» **Sayfa alıntısı**:
------
T.C.

UYUŞMAZLIK MAHKEMESİ

            HUKUK BÖLÜMÜ

            ESAS NO      : 2015 / 932

            KARAR NO             : 2015 / 956

            KARAR TR  : 28.12.2015

ÖZET: 2918 sayılı Yasadan kaynaklanan sorumluluk davasının ADLİ YARGI YERİNDE çözümlenmesi gerektiği hk.

 

 

 

K  A  R  A  R

 

Davacı            : Y.K.Sigorta A.Ş.

Vekilleri         : Av. H. B. & Av. M.G.& Av. M. G.

Davalı             : Karayolları Genel Müdürlüğü

Vekili             : Av. Y.K.      (Adli Yargıda)

             

O L A Y         : Davacı vekili dava dilekçesinde özetle; davacı şirket tarafından sigortası yapılan 34 GV 1181 plakalı aracın 18.03.2011 tarihinde, İstanbul Avcılar yönüne doğru seyir halinde iken TEM otoyolu üzerinde “trafik akışını bozacak şekilde usulsüz yol çalışması” yapılması nedeniyle 34 EF 3474 plaka sayılı araçla çarpışmak suretiyle maddi hasarlı trafik kazasının meydana geldiğini, söz konusu kaza sonrasında tutulan kaza tespit tutanağında 34 EF 3474 plaka sayılı araç sürücüsü İbrahim Atmaca’nın 2918 Sayılı Karayolları Trafik Kanununda belirtilen asli kusurlardan ' bölünmüş karayolunda karşı yönden gelen trafiğin kullandığı şerit, rampa ve bağlantı yollarına girme' kuralını ihlal ettiği, ayrıca yolun yapım ve bakımından sorumlu kurum, kuruluş veya yüklenici firmanın tali kusurlardan (13 nolu kural) “trafik akımı ile güvenliğini bozacak, karayolunu kullananlara ve araçlara zarar verecek veya yaya yolunu trafiğe kapatacak şekilde karayolu üzerinde çalışma yapmak” kuralını ihlal ettiğinden bahisle kusurlu bulunduğunun belirtildiğini, kaza sonrası sigortalı araçta toplam 9.638,00 TL hasar oluştuğunu ve bu bedelin 07.06.2011 tarihinde sigortalıya ödendiğini belirterek, fazlaya ilişkin hakları saklı kalmak kaydıyla şimdilik idarenin kusuruna isabet eden 2.410,00 TL alacağın ödeme tarihi olan 07.06.2011 tarihinden itibaren işleyecek ticari avans faizi ile birlikte davalıdan tahsiline karar verilmesi istemiyle idari yargı yerinde dava açmıştır.
------
» **Verilen görev 1**: Karar metninin "KARAR NO             : 2015" sözleriyle başlayıp "çözümlenmesi gerektiği hk." sözleriyle biten bölümünü yeniden yaz; "ADLİ YARGI YERİNDE" yerine "İDARİ YARGI YERİNDE" koy.

» **Sağlanan veriler**:
------
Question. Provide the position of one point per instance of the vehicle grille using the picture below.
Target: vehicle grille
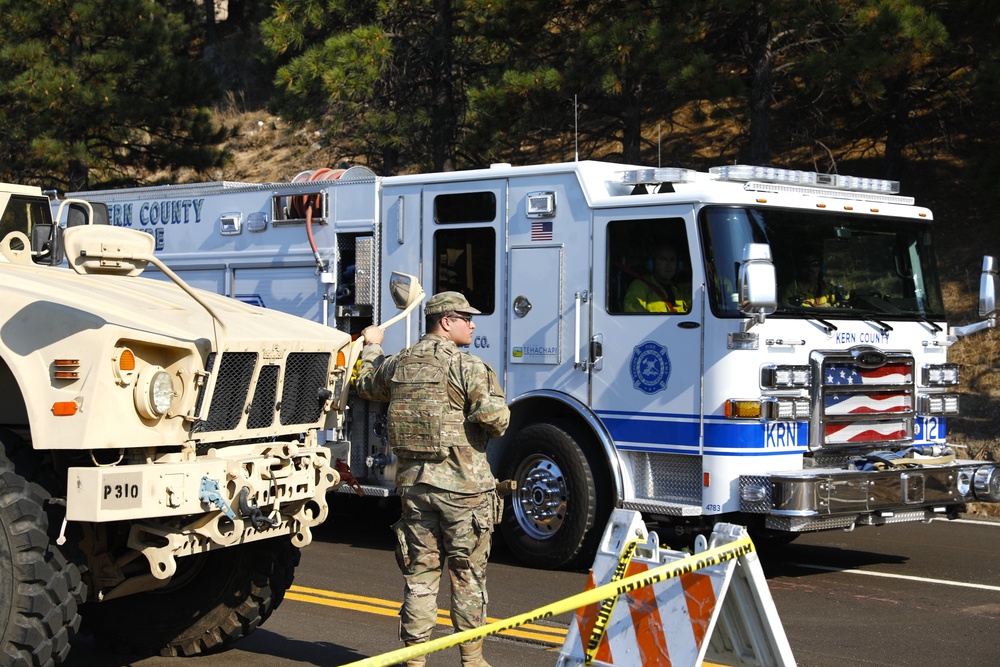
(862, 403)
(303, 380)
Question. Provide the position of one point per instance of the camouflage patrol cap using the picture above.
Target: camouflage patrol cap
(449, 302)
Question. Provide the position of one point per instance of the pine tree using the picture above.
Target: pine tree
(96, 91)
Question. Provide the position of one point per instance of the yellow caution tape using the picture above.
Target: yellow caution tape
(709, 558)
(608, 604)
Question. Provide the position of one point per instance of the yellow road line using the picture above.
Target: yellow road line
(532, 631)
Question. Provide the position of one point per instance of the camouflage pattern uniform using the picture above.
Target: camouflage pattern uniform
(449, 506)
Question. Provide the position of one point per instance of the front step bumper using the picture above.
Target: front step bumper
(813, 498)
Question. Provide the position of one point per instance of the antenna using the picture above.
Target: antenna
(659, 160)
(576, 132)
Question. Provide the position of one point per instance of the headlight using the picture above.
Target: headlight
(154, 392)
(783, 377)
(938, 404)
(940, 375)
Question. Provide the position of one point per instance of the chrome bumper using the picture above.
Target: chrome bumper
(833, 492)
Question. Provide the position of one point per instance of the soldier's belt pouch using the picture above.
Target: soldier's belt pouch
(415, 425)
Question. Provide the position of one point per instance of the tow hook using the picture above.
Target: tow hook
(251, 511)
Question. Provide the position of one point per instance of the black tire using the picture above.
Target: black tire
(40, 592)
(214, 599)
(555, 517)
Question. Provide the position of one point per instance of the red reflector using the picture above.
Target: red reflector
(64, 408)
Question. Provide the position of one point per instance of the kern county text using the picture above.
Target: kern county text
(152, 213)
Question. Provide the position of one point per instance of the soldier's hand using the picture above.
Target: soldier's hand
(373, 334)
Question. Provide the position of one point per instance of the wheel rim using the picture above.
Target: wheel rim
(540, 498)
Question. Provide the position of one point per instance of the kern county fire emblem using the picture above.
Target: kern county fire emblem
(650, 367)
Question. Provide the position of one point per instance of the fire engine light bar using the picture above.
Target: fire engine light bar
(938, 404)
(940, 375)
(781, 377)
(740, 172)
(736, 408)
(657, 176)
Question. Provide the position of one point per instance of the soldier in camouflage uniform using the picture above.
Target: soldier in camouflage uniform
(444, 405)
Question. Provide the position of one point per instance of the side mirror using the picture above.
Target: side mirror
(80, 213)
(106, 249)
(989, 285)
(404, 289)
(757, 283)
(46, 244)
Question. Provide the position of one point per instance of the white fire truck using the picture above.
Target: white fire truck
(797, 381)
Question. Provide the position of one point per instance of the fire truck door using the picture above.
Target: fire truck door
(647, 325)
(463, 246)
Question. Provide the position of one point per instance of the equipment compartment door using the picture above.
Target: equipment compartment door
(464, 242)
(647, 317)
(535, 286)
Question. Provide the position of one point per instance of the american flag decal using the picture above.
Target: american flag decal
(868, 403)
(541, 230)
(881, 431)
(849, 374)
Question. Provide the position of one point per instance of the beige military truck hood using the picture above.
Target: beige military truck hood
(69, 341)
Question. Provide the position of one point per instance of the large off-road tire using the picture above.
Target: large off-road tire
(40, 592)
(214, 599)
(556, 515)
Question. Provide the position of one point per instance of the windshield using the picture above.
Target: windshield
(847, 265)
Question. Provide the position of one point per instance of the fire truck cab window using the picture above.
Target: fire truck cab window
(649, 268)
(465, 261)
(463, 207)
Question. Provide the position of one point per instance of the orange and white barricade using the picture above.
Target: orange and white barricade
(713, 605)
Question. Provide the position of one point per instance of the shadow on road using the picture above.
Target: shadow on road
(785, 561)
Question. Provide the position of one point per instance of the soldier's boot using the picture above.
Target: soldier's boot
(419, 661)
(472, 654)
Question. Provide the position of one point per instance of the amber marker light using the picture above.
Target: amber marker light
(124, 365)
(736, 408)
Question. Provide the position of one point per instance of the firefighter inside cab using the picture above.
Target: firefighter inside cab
------
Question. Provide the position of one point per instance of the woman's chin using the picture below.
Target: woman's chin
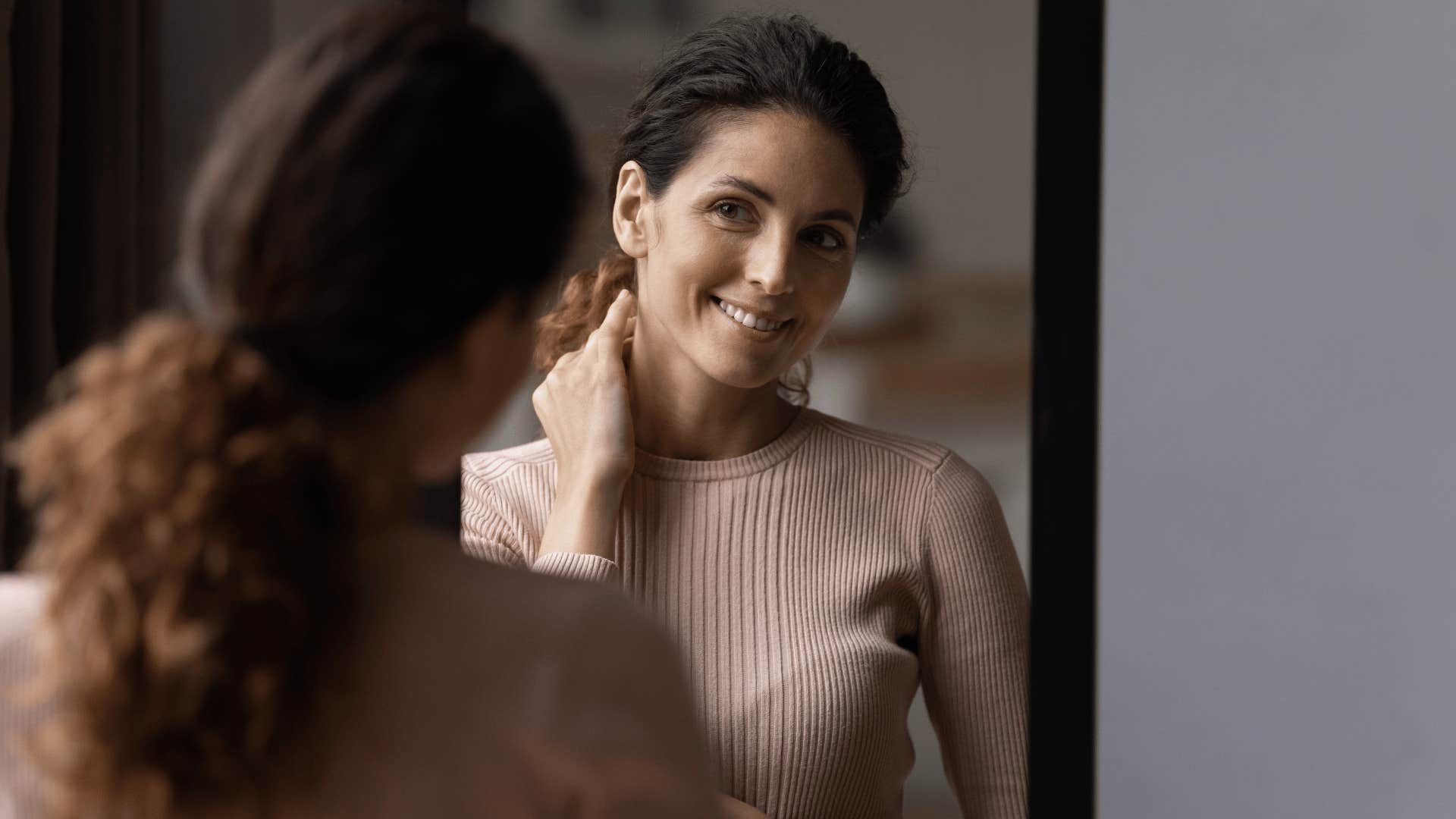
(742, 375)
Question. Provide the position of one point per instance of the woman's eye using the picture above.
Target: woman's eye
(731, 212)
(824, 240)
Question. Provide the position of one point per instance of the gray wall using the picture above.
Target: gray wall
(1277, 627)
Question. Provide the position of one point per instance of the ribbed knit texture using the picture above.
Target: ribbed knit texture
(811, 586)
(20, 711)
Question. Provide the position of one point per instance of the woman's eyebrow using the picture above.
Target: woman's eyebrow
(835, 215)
------
» **Verilen görev 2**: İçinde "hand" dizisi geçen bütün satırları olduğu gibi aktar. Büyük ve küçük harf farkını dikkate al.

» **Doğru yanıt 1**:
KARAR NO             : 2015 / 956

            KARAR TR  : 28.12.2015

ÖZET: 2918 sayılı Yasadan kaynaklanan sorumluluk davasının İDARİ YARGI YERİNDE çözümlenmesi gerektiği hk.

» **Doğru yanıt 2**:
Question. Provide the position of one point per instance of the soldier's hand using the picture above.
Target: soldier's hand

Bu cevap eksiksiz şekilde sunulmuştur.